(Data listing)
** Start **
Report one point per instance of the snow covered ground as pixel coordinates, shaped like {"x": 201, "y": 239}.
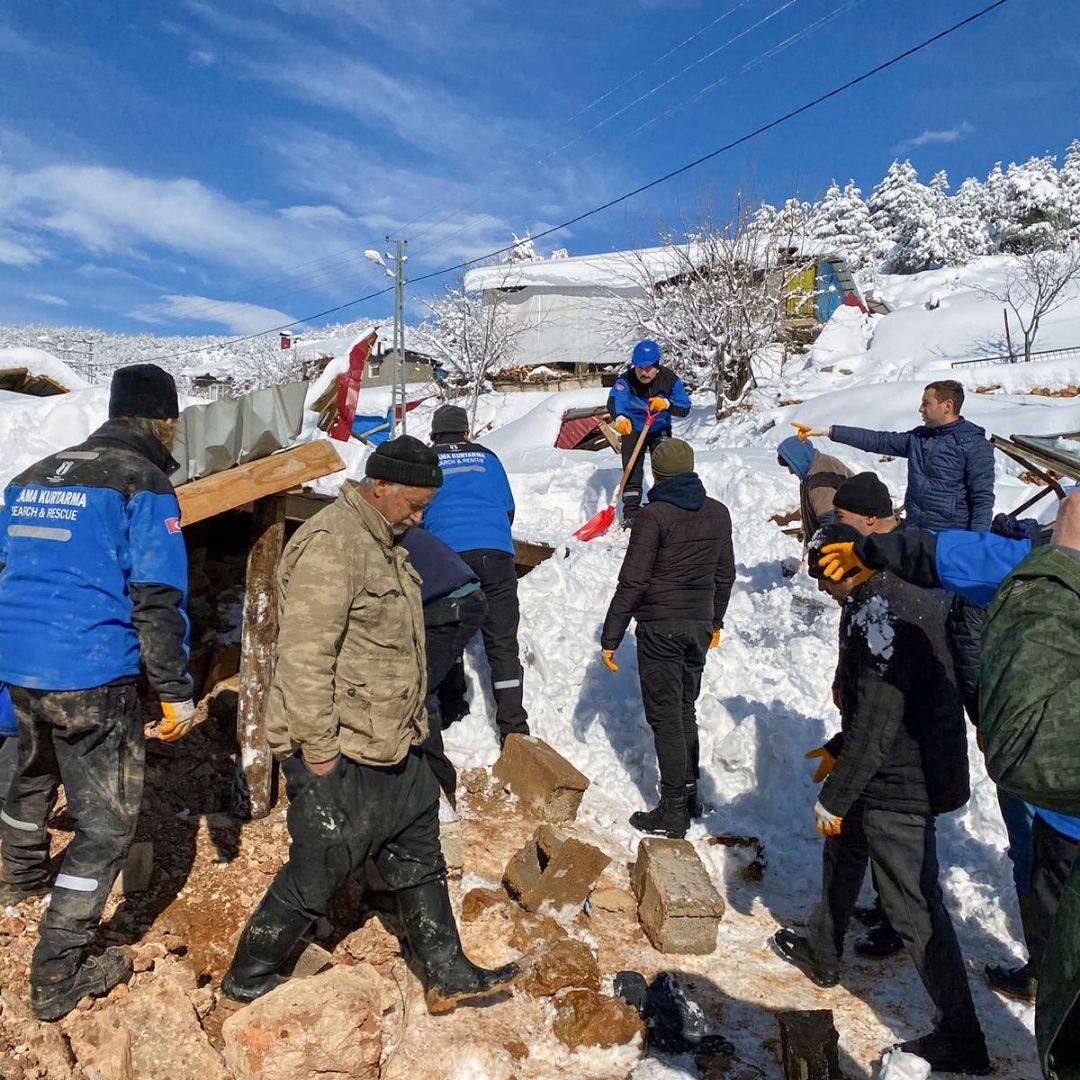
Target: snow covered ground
{"x": 766, "y": 696}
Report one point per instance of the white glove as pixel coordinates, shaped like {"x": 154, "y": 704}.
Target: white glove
** End **
Repeat every entry above word for word, leaving out the pictures.

Report one point per instance of the snow covered ground as pixel coordinates, shaped like {"x": 201, "y": 239}.
Target: snow covered ground
{"x": 766, "y": 696}
Report one point per instance of the white glove as pixel coordinates, shaped like {"x": 154, "y": 704}.
Target: white glove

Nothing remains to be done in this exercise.